Lo que se pide = Transcribe el texto sobre "La Balsa" comenzando por "A 50 años de" y continuando hasta "allí en absoluto.", y renombra "rock argentino" como "rock nacional" cada vez que aparezca.

Fragmento proporcionado =
# # # #

A 50 años de “La Balsa”, el mito de los orígenes del rock argentino
Hace cincuenta años, el rock argentino comenzaba a dar sus primeras señales de vida: salía a la luz un single que tenía la particularidad de recrear la novedosa música beat pero en castellano.
Hace cincuenta años, el rock argentino comenzaba a dar sus primeras señales de vida: salía a la luz un single que tenía la particularidad de recrear la novedosa música beat pero en castellano. Se trató de un fenómeno fundamental para la música popular iberoamericana. Sin embargo, su importancia no se agota allí en absoluto.
El nacimiento de una cultura juvenil contestataria
A mediados de la década del ’60, los primeros rockeros argentinos construyeron sus prácticas en oposición a otras formas de culturas juveniles impuestas desde la industria cultural, como las que encarnaba El Club del Clan de Palito Ortega y Violeta Rivas, entre otros. En ese sentido, no participar de la maquinaria comercial y permanecer auténticos era fundamental para “pertenecer” al movimiento que estos rockeros estaban creando.

# # # #

Extracto de datos =
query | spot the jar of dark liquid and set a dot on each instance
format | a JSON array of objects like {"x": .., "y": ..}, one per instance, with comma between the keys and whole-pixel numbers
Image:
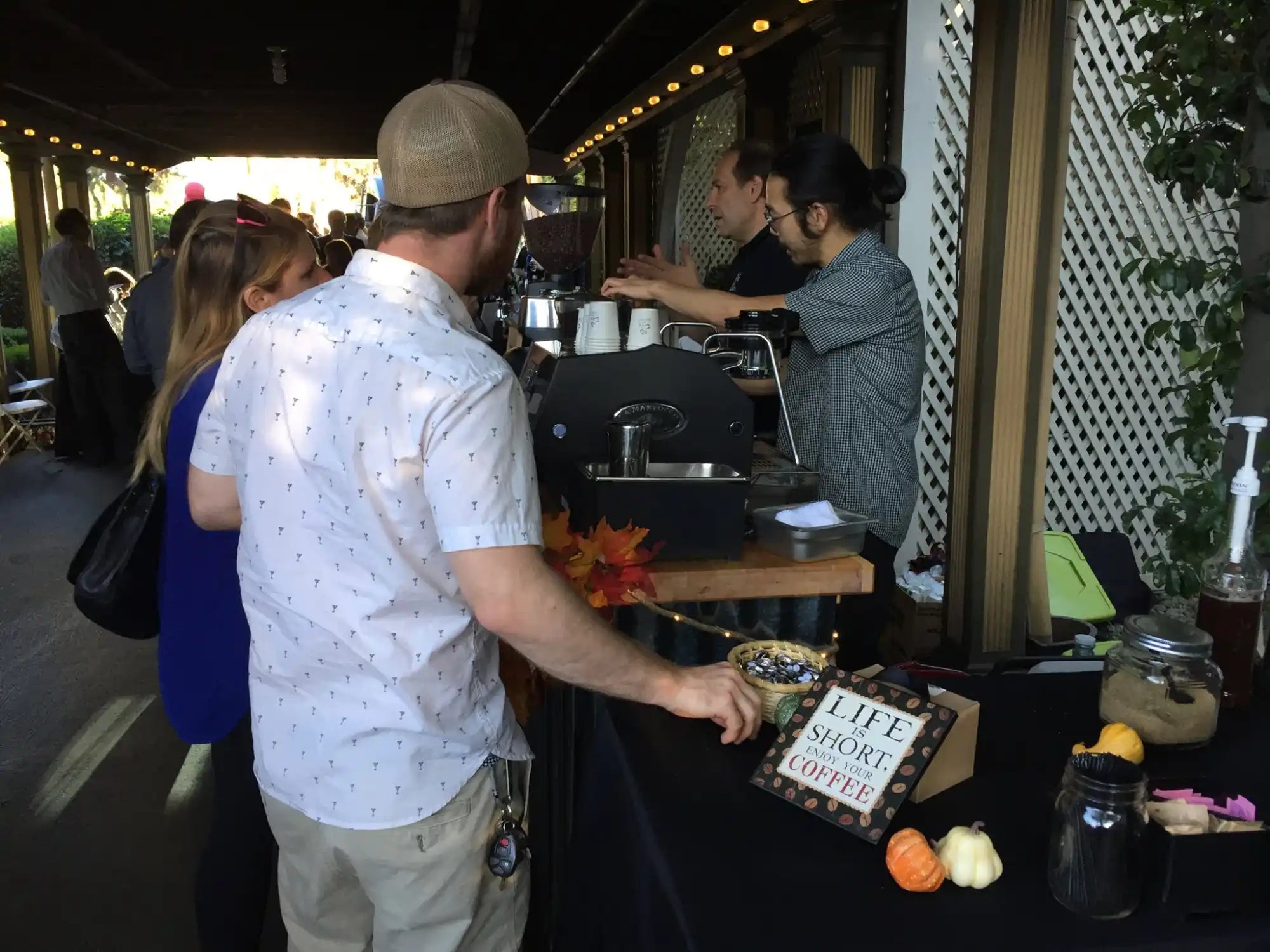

# # # #

Respuesta escrita =
A 50 años de “La Balsa”, el mito de los orígenes del rock nacional
Hace cincuenta años, el rock nacional comenzaba a dar sus primeras señales de vida: salía a la luz un single que tenía la particularidad de recrear la novedosa música beat pero en castellano.
Hace cincuenta años, el rock nacional comenzaba a dar sus primeras señales de vida: salía a la luz un single que tenía la particularidad de recrear la novedosa música beat pero en castellano. Se trató de un fenómeno fundamental para la música popular iberoamericana. Sin embargo, su importancia no se agota allí en absoluto.